### [INPUT ROWS]
□ □ □ □

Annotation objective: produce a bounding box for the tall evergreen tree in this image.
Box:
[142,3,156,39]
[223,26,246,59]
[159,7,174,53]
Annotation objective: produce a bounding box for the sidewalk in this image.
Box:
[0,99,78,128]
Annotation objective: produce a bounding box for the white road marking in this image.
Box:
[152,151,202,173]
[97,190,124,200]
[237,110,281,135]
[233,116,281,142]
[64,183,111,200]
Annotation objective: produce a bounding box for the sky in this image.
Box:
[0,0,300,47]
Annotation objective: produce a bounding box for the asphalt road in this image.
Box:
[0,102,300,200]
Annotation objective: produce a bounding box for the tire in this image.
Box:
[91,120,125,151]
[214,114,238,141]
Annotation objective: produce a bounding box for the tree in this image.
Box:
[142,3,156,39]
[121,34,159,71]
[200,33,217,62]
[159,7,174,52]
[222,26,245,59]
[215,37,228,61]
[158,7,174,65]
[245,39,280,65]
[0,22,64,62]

□ □ □ □

### [AIM]
Recast all of the entries above as a single numbered list, omitting any blank lines.

### [EXERCISE ANSWER]
1. Annotation objective: produce a bounding box for the tall evergreen tree in this image.
2. Box:
3. [142,3,156,39]
4. [223,26,246,59]
5. [159,7,174,53]
6. Annotation objective: produce a bounding box for the sidewalk in this image.
7. Box:
8. [0,99,78,128]
9. Annotation objective: produce a bounding box for the white road marking in this image.
10. Box:
11. [152,151,202,173]
12. [97,190,124,200]
13. [237,110,281,135]
14. [233,116,281,142]
15. [64,183,111,200]
16. Annotation objective: produce a bounding box for the sky in this image.
17. Box:
18. [0,0,300,47]
19. Annotation objective: produce a bounding box for the asphalt road in this image.
20. Box:
21. [0,102,300,200]
22. Annotation objective: produce a bounding box for the tire in this image.
23. Box:
24. [91,120,125,151]
25. [214,114,238,141]
26. Annotation objective: produce a bounding box for the tree in this image.
27. Box:
28. [142,3,156,39]
29. [121,34,159,71]
30. [200,33,217,62]
31. [159,7,174,52]
32. [222,26,245,59]
33. [215,37,228,61]
34. [158,7,174,65]
35. [245,39,280,65]
36. [0,22,64,62]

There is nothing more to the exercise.